> [Data to examine]:
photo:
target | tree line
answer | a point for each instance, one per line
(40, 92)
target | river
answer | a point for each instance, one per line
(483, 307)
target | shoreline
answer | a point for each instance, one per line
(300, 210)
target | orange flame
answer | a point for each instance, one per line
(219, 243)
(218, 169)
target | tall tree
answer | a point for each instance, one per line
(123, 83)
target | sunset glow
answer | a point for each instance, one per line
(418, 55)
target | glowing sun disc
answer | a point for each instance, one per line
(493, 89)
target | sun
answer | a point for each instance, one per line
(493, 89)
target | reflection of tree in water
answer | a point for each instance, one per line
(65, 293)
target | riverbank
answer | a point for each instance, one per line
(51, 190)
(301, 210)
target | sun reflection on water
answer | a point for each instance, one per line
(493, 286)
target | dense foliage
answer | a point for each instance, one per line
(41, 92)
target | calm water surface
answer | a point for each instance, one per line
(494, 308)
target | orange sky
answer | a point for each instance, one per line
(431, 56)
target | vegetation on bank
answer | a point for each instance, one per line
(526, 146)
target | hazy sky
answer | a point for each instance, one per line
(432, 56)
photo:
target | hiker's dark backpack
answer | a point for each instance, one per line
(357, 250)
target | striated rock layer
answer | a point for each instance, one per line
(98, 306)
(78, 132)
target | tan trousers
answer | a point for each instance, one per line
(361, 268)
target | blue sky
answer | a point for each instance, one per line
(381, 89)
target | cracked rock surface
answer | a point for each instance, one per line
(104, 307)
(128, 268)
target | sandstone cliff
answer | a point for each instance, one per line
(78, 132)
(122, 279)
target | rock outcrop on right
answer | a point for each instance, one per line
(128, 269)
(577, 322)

> [Problem statement]:
What is needed is an exact restatement of every record above.

> [Output of the exercise]:
photo:
target | tree line
answer | a point for each instance, one per line
(40, 92)
target | river
answer | a point for each instance, one per line
(483, 307)
target | shoreline
answer | a point for each instance, one per line
(300, 210)
target | orange flame
answer | a point for each instance, one per line
(219, 243)
(218, 169)
target | tall tree
answer | a point for each instance, one per line
(123, 83)
target | sunset glow
answer | a point for each instance, one per line
(418, 55)
target | glowing sun disc
answer | a point for each instance, one per line
(493, 89)
target | sun
answer | a point for each instance, one per line
(493, 89)
target | reflection of tree in water
answer | a point for each instance, one per line
(65, 293)
target | riverbank
answer | a point for each instance, one per line
(51, 190)
(301, 210)
target | sun reflection on water
answer | a point for each instance, one per line
(493, 286)
target | dense foliage
answer | a point for each instance, one per line
(41, 92)
target | calm water surface
answer | a point for each instance, one per line
(494, 308)
target | orange sky
answer | a point for each instance, one per line
(431, 56)
target | vegetation on bank
answer | a point for each instance, one per line
(526, 146)
target | hazy sky
answer | a point for each instance, one per line
(432, 56)
photo:
target | hiker's dark backpack
answer | a point for each instance, one per line
(357, 250)
target | striated rock layer
answer | a point for each instance, one per line
(98, 306)
(78, 132)
target | tan trousers
answer | a point for each instance, one per line
(361, 268)
target | blue sky
answer | a point for each instance, one per line
(381, 89)
target | cracked rock surface
answer | a point for each instance, one per line
(104, 307)
(128, 268)
target | sandstone cliff
answer | a point for each instance, one per line
(78, 132)
(122, 279)
target | rock outcrop on right
answer | a point for each instance, one per line
(128, 269)
(577, 322)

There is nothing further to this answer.